## SOURCE DOCUMENT:
Update 1/16/2017: While bottling, it was clear that the fermentation was extremely vigorous. There was the usual ring of yeast on the inside of the fermenter, but it had gotten all the way to the lid of the 7.5 gallon fermenter and into the bottom of the airlock. A blow-off tube wouldn't be a bad idea in the future.

Post-Mortem and Other Notes

This brew, weighing in at over 16 pounds of grain plus two pounds of adjuncts, pushes the 20-pound grain bill limit of The Grainfather. Getting the grain stirred into the mash and the wort recirculating was a bit of a challenge, but The Grainfather handled it fine.

Something I've learned that saves me some elapsed time in brewing is to clean as I go. For instance, when I've finished sparging, I drop the grain basket into a stainless kettle that's large enough to hold it. I scoop the spent grains out, into a plastic bag inside a trash can. While I'm doing this, the wort is heating to boiling temperature. By the time the wort hits the boil, I've dealt with the spent grain and rinsed the grain basket, lid, and kettle. Once the hot break is done and the risk of a boil-over eliminated, I mix up PBW in the stainless kettle and clean the grain basket, lid/bottom, tubes, and anything else I'm finished with. Generally, by the time the boil is over, all I have left to clean is The Grainfather's kettle itself and the few plastic containers I use to measure and hold hops additions, Irish Moss, etc. The leftover PBW in the kettle is used to clean up The Grainfather itself.

12/22/2016: Within about 7 hours the beer was fermenting well. The fermenter temperature remained pretty low for the first 12 hours, eventually climbing from 68F to around 73F. Airlock activity seemed to stop around there. Several hours later, it picked up again and the temperature seemed to climb into the 77F range. I think it's safe to say the yeast are happy.

12/23/2016: I opened an actual bottle of Gulden Draak last night and compared the color to a sample I removed from the kettle during brewing. The color of the two is very close, so I am hopeful there might be similarity in the flavor as well. Won't know for a while, of course.

Sample during the boil. Note that the D-90 and Rice Syrup Solids had not yet been added so the color is a bit light here.
01/16/2017: The beer was bottled yesterday with 5.3 ounces of corn sugar and Montrachet wine yeast for carbonation and conditioning. It's said that the actual beer is conditioned with wine yeast so that's what I chose to use here. The yield was 44 bottles varying in size between 12 ounces and 22 ounces. The bottles were moved to my "hot box" (insulated cooler with a heating element inside) where they'll stay at 76F until I'm ready to test carbonation. The beer at this point is very cloudy, and is something of a reddish brown color. It has a fruity aroma and (even while flat and warm) a decent flavor. I don't know that it tastes at all like a real Gulden Draak at this point, but that may change with conditioning, carbonation, and cooling.

## TASKS TO PERFORM:
1. Can you reproduce the brewing notes word for word, from "12/22/2016: Within about" up to and including "while, of course."?
2. Can you take the brewing notes further, starting right after the last sentence shown?

(Segmentation mask data)
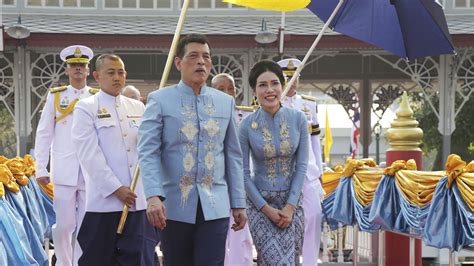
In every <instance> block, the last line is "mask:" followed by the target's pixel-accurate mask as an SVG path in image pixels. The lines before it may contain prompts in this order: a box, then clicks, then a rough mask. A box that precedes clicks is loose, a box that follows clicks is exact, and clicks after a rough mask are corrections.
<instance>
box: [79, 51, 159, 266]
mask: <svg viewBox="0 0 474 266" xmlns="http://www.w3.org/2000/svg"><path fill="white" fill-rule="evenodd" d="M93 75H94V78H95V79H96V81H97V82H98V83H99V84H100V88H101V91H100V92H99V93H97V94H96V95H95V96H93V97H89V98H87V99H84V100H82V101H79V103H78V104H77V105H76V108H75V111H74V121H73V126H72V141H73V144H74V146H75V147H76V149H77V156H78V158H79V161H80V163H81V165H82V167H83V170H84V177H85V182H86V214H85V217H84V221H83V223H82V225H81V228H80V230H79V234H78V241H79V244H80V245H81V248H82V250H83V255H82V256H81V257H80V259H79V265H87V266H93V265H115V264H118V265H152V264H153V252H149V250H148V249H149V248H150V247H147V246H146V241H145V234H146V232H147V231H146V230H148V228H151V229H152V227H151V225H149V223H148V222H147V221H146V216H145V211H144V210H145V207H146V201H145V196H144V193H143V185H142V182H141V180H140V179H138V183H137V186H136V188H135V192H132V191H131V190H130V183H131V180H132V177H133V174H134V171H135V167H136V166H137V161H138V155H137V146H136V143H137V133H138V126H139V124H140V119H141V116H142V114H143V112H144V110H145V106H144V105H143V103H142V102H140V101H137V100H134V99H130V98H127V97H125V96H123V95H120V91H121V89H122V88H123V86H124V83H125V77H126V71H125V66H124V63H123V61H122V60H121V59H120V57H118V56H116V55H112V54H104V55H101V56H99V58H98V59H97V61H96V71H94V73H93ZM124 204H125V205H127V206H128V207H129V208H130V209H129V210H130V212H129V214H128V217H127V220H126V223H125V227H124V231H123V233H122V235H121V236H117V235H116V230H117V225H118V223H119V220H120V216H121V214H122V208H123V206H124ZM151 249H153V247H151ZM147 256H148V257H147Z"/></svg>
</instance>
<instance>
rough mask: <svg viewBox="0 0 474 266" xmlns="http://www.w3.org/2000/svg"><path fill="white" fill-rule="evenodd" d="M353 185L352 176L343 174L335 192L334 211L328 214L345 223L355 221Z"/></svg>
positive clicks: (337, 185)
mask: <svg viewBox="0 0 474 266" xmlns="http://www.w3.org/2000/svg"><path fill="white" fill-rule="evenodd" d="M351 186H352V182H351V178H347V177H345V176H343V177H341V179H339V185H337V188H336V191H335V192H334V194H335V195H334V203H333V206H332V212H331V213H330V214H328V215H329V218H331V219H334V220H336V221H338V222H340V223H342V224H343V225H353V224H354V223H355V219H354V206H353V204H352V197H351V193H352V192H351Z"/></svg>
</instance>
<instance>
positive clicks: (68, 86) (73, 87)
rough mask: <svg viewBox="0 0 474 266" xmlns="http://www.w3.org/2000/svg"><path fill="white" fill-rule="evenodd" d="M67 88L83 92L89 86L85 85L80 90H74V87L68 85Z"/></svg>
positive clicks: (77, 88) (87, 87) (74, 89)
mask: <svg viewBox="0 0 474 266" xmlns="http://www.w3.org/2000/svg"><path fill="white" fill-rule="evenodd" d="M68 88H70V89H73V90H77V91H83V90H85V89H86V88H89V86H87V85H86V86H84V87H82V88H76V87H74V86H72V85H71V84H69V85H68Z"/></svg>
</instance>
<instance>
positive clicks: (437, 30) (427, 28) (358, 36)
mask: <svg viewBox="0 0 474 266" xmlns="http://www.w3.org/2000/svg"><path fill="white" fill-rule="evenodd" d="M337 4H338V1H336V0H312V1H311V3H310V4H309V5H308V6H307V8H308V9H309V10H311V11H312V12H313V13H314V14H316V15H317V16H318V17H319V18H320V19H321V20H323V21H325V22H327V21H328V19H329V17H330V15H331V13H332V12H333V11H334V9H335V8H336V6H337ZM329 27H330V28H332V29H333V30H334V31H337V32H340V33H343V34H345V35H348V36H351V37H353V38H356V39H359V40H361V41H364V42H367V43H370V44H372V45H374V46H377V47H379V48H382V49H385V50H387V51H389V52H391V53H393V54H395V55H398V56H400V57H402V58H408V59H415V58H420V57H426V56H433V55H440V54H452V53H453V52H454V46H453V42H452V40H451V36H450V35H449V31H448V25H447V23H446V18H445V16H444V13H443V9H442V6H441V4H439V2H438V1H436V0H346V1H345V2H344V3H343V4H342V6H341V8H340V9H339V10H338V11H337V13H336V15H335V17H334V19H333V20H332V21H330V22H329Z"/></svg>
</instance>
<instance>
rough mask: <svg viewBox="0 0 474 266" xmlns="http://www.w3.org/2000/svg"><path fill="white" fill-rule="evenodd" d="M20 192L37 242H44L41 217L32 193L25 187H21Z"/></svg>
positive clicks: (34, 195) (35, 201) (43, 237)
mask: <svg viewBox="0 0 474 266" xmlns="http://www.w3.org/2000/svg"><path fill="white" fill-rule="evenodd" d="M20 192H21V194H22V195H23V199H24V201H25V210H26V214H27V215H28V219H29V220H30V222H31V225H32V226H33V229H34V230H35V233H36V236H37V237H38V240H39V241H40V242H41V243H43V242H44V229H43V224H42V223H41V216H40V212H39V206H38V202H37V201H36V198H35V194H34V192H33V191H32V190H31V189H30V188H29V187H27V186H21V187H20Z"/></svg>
==
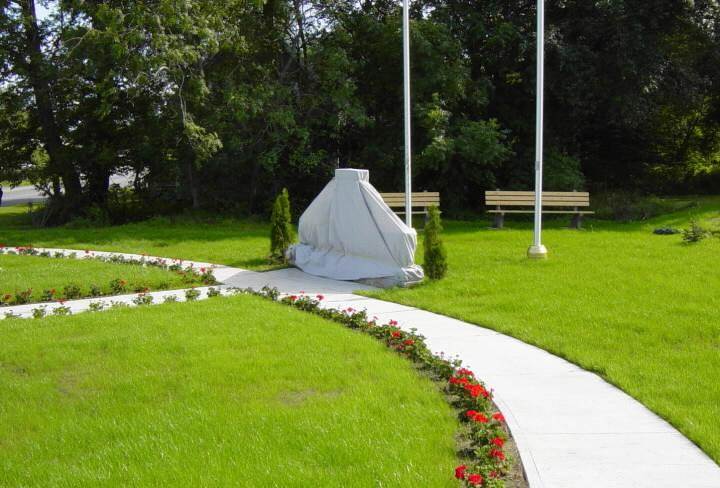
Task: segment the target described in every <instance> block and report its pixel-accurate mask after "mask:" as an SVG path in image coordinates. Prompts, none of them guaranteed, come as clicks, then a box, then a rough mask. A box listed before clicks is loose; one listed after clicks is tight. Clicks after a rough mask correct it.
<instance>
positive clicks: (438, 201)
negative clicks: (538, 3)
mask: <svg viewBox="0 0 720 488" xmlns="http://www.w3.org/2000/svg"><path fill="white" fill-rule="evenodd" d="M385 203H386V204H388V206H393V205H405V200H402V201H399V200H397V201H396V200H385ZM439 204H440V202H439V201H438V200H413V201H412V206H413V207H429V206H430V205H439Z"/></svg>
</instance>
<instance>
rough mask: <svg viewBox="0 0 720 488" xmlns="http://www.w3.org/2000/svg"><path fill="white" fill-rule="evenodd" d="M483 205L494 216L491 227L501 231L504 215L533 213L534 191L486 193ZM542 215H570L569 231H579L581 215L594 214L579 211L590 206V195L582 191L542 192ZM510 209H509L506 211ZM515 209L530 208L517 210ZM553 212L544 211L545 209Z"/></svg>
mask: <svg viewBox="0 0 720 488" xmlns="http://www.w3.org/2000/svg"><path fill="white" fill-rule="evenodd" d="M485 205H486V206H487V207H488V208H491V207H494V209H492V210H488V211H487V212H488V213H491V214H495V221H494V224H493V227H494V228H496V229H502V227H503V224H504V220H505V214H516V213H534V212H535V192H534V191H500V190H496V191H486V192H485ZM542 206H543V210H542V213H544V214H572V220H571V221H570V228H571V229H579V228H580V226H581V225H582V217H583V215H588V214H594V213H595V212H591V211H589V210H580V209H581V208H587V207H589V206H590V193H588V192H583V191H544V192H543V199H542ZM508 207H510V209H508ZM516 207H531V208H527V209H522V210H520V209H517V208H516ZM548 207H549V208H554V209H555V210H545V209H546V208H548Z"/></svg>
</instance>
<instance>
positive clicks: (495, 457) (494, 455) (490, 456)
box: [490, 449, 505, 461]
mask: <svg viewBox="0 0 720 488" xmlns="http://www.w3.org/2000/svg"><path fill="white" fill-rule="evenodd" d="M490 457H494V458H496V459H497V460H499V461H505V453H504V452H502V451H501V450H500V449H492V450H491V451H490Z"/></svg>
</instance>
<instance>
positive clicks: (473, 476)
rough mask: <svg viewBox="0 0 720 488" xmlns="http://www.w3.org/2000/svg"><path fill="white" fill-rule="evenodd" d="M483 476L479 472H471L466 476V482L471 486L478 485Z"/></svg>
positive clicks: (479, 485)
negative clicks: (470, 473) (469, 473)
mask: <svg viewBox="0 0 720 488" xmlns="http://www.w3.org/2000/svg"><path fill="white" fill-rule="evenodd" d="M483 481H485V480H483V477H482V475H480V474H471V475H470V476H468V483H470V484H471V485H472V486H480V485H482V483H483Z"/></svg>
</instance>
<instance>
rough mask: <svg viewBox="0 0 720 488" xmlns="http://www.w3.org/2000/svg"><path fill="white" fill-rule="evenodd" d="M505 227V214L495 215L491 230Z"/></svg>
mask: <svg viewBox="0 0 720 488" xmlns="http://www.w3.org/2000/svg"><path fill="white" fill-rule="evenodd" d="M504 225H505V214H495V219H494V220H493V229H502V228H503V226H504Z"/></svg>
...
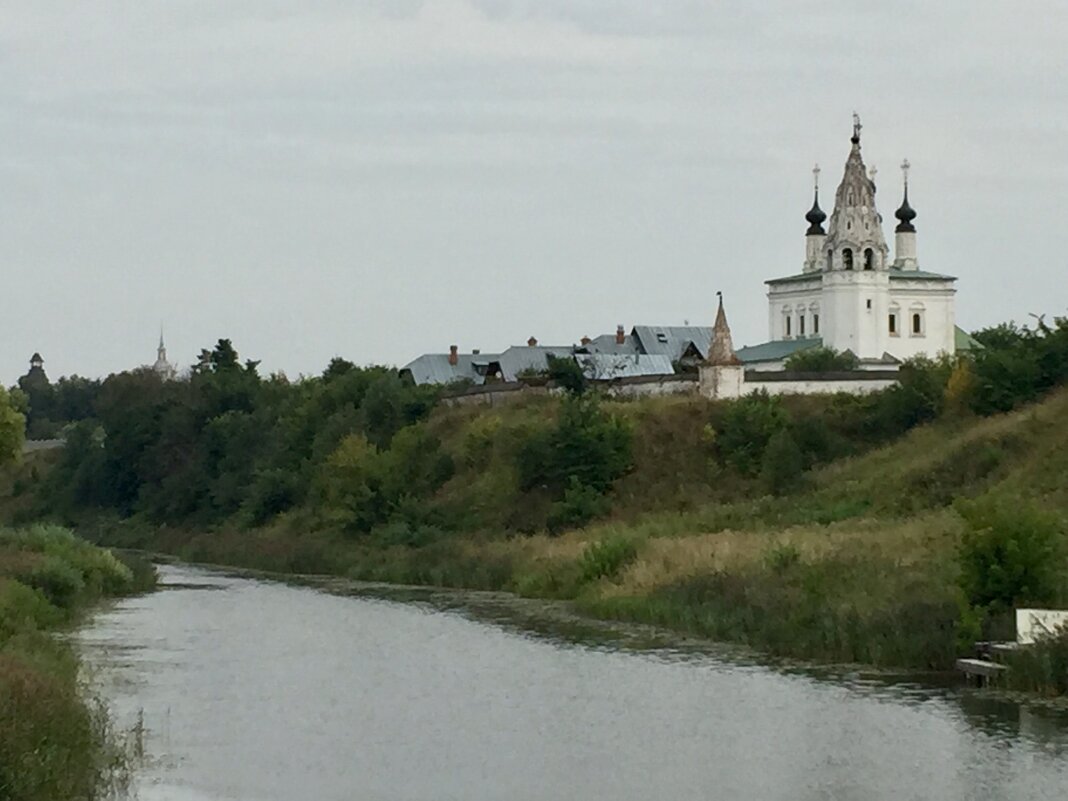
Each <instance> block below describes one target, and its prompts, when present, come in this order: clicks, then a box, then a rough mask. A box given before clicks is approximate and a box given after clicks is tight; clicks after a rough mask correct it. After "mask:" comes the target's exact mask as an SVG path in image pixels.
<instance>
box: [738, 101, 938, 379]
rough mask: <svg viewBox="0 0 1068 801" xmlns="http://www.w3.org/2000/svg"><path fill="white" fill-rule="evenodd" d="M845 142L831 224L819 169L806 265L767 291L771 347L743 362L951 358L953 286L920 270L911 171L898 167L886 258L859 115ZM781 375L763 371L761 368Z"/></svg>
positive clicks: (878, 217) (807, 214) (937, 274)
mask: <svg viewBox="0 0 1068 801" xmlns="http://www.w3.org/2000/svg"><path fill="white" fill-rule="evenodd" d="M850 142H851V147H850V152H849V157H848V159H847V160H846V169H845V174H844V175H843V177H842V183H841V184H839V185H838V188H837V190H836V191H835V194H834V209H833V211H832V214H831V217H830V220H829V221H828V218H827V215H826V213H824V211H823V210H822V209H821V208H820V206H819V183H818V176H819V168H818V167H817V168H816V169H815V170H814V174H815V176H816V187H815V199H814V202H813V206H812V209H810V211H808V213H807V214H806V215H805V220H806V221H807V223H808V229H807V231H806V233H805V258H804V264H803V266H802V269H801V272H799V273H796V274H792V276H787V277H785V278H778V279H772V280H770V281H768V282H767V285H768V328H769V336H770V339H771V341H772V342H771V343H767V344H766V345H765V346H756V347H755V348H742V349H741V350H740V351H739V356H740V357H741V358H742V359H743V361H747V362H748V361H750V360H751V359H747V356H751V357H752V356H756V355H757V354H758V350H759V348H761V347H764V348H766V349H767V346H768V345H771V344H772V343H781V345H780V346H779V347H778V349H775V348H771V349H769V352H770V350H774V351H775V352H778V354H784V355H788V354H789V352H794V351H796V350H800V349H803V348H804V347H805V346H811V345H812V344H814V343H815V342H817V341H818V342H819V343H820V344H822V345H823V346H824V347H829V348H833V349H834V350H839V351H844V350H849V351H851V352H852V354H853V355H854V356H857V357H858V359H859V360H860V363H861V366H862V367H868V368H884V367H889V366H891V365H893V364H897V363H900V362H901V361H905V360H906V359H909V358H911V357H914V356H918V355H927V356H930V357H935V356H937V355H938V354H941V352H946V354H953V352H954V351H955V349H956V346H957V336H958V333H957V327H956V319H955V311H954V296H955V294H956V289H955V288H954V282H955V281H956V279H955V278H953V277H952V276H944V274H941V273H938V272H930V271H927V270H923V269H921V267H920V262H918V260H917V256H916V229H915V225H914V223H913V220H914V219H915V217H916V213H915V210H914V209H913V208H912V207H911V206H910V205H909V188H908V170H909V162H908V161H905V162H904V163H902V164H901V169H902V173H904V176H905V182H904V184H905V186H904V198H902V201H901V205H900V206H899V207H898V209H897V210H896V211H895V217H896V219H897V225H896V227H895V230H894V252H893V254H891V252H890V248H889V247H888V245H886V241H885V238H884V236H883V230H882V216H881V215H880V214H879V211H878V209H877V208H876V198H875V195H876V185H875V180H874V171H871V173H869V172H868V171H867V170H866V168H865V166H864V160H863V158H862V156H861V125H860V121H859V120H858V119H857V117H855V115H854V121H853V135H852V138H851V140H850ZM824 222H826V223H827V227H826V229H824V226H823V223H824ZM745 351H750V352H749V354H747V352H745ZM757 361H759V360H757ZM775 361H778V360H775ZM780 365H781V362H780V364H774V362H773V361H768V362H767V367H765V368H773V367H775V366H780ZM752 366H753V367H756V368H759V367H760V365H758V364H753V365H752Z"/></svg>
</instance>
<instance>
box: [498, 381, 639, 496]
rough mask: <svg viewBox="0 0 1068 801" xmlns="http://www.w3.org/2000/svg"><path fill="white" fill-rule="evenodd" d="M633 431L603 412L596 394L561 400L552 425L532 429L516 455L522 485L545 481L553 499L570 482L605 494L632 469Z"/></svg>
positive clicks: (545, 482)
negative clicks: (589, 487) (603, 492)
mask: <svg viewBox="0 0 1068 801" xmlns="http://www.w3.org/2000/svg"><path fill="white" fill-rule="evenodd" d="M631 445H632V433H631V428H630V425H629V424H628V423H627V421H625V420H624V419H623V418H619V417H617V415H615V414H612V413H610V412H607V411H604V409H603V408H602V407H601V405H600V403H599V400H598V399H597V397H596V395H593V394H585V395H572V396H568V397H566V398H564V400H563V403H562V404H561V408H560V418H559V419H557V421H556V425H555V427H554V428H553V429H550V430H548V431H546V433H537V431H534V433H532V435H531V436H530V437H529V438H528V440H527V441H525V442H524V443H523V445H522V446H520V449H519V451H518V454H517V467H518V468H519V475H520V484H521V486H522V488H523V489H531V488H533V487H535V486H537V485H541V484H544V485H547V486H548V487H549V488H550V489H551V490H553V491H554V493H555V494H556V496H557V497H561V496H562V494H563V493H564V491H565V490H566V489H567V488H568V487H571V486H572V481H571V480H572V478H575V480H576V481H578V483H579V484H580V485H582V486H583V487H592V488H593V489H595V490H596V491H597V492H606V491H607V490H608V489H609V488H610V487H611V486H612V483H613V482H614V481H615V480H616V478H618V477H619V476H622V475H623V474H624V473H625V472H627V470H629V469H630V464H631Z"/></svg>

## ANSWERS TO THE PROBLEMS:
1.
12/22/2016: Within about 7 hours the beer was fermenting well. The fermenter temperature remained pretty low for the first 12 hours, eventually climbing from 68F to around 73F. Airlock activity seemed to stop around there. Several hours later, it picked up again and the temperature seemed to climb into the 77F range. I think it's safe to say the yeast are happy.

12/23/2016: I opened an actual bottle of Gulden Draak last night and compared the color to a sample I removed from the kettle during brewing. The color of the two is very close, so I am hopeful there might be similarity in the flavor as well. Won't know for a while, of course.

2.
A sample of the beer at bottling time, showing color and cloudiness
If I brew this again in the future:
  • I would consider adding some Special B, more D-90, and the Caramel 60L that the original recipe called for. This would darken the beer a little, like the original, and might amp up the dark fruit flavors a bit.
  • A blow-off tube on the fermenter seems a good idea. This one very nearly blew out through the airlock at the high point of fermentation, despite a lot of head space.
  • I would consider using temperature control to slowly ramp the temperature up over several days and hold it at 76F at the end to finish out. This version has a definite warming element from the high alcohol content which is mellowing out a little with conditioning, but some temperature control might have solved that.
  • I view the real Gulden Draak as a bit sweet, and this beer did not turn out that way. I'd probably mash at a higher temperature next time to increase the residual sweetness.
  • The combo of T-58 and Abbaye yeast strains seemed to work well. The beer has a great aroma, certainly reminiscent of Gulden Draak, and the fruity/spicy elements are present.
Tasting Notes and Parting Thoughts

At the right is a photo showing the clone beer on the left and the real Gulden Draak on the right. The two are very close in color.

The clone needed more carbonation and its head didn't last as long as the real beer's, as you can see in the photo. The real beer was poured first and had a head far longer. To correct that, I'd probably increase the Melanoidin Malt the next time, or swap out some of the 2-row Pale for Cara-Pils malt.

The real Gulden Draak aroma is very much sweet dark fruit, like raisins, figs, and/or plums. The clone's aroma is more caramel malt. Switching to one of the liquid yeast strains like Wyeast's Forbidden Fruit might help bring the aroma closer.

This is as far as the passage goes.